▶ **What you need to do**: Every line in the entries where "waterfront" is found should be copied.

↓

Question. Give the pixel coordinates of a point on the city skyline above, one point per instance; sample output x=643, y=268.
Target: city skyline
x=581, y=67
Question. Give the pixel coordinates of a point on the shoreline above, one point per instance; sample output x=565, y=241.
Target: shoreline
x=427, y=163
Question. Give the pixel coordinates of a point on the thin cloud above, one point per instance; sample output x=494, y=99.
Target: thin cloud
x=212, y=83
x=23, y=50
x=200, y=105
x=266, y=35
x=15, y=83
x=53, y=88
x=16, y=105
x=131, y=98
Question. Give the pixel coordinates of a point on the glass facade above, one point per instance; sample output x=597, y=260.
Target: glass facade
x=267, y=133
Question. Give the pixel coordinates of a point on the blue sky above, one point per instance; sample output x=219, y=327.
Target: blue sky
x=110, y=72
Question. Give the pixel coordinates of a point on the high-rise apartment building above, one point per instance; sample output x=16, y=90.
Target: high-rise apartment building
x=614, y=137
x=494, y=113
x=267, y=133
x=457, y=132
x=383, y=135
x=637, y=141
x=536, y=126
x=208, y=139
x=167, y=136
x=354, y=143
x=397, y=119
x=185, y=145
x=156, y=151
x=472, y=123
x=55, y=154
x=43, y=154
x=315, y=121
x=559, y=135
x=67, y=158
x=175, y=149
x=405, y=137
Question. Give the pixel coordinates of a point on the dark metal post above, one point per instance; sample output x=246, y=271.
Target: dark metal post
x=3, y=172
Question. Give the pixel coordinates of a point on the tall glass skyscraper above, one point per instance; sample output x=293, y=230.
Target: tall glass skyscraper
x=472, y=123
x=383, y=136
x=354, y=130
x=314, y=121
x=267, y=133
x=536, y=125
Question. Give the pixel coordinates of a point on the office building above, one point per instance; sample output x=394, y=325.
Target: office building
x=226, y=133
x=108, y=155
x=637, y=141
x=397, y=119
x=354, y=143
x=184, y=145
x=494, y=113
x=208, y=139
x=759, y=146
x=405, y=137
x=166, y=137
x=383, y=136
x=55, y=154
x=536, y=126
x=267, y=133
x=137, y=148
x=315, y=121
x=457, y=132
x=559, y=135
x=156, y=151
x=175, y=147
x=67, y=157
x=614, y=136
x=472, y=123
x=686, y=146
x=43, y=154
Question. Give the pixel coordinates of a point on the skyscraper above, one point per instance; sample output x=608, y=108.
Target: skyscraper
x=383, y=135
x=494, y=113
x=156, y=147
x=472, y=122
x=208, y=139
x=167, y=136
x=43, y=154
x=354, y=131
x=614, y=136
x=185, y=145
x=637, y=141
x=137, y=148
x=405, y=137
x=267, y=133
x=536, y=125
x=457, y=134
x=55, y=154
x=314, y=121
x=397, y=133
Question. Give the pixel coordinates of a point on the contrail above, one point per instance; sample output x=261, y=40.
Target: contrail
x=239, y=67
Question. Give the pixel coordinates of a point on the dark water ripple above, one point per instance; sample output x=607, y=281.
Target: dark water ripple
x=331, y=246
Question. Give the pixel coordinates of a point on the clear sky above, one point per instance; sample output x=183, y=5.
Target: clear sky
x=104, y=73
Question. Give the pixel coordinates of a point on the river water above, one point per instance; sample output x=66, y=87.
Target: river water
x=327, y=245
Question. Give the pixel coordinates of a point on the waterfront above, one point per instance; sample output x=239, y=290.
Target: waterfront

↑

▶ **Expected output**:
Question. Give the pixel coordinates of a point on the waterfront above, one point per instance; sample output x=239, y=290.
Target: waterfront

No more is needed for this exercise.